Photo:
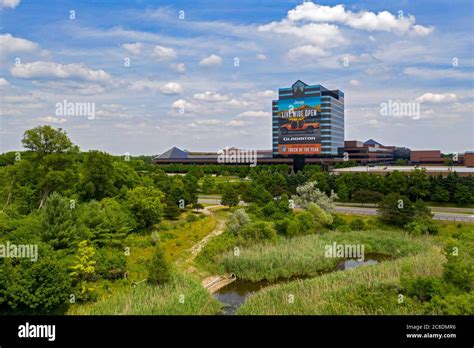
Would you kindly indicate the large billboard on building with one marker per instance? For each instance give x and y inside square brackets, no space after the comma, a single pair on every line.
[298,126]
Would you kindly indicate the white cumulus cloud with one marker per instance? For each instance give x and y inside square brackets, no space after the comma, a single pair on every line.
[9,3]
[51,119]
[211,60]
[211,96]
[255,114]
[164,53]
[134,48]
[10,44]
[436,98]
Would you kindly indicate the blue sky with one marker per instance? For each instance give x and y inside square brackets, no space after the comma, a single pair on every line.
[206,81]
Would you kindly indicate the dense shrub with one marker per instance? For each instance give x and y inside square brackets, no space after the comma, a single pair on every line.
[111,263]
[357,225]
[257,231]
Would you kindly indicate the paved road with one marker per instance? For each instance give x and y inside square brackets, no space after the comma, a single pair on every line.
[437,214]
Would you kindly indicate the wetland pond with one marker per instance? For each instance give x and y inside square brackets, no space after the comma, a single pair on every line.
[235,294]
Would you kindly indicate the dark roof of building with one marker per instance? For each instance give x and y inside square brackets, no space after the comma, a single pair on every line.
[173,153]
[372,142]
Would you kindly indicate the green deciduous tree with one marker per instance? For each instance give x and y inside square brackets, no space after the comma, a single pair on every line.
[310,193]
[61,227]
[230,197]
[146,205]
[46,140]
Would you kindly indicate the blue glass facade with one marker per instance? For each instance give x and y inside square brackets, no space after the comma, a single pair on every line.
[331,118]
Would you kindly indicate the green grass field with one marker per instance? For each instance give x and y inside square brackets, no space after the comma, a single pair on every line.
[305,256]
[364,290]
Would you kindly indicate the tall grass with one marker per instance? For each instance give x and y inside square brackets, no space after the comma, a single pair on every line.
[305,256]
[184,295]
[363,290]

* * * * * * *

* **Do this**
Arrange all the lines of the items above as a numbered list, skipping any blank lines and leaving out the pictures.

* **Response**
1. Photo:
2. Would you kindly indicate the large billboard on building with one marker per instance? For each instance give x and y inside square brackets, no space after the comma, a single pair on every line.
3. [298,126]
4. Would you kindly indicate the white cumulus cloud with one marker per instance? For each instance give x and y inside square brackets, no space after the comma, a single pair on every line.
5. [9,3]
6. [51,119]
7. [211,60]
8. [211,96]
9. [255,114]
10. [164,53]
11. [134,48]
12. [10,44]
13. [436,98]
14. Would you kindly indicate the blue sky with one marker per instance? For each instance give x and y inside square brackets, no space after the comma, a single pair on every line.
15. [206,81]
16. Would you kindly indicate the dense shrub with one marker per instance? For each instance give x and y inside square brackets, no space after the comma, a single pair on every line.
17. [111,263]
18. [357,225]
19. [257,231]
20. Would you kindly indicate the paved road with one marker per instance? For each instance give x and y inside square brackets, no space after the comma, a single pair on every line.
21. [437,214]
22. Would you kindly indicate the wetland pond with one marker per instance? For each instance give x and y inside square brackets, no space after the comma, a single pair on every line.
23. [235,294]
24. Would you kindly indicate the dark roof of building with one marker per instance? For each instance give x and y inside square brackets, no space after the comma, a single pair on every line.
25. [173,153]
26. [372,142]
27. Would you kindly indicate the green deciduous tree with one marker per instance? For each instance give x and y inside square brackets, no space after the comma, a single pair on every line.
28. [310,193]
29. [61,227]
30. [230,197]
31. [146,205]
32. [46,140]
33. Would you kindly indicate the blue glass facade with one marker per instance? For each instance give x and y inside square brackets, no space after the comma, a single pair on every line.
34. [331,118]
35. Would you kindly indicate the green grass field with one marker per instance? For each instance give x and y inside square brackets, no space after the comma, a single pair on every line.
36. [305,256]
37. [364,290]
38. Would you kindly indicate the tall grass with one marker per instance? For each instance give x and y inside square brackets, no space after the comma, a single pair on every line.
39. [305,256]
40. [184,295]
41. [363,290]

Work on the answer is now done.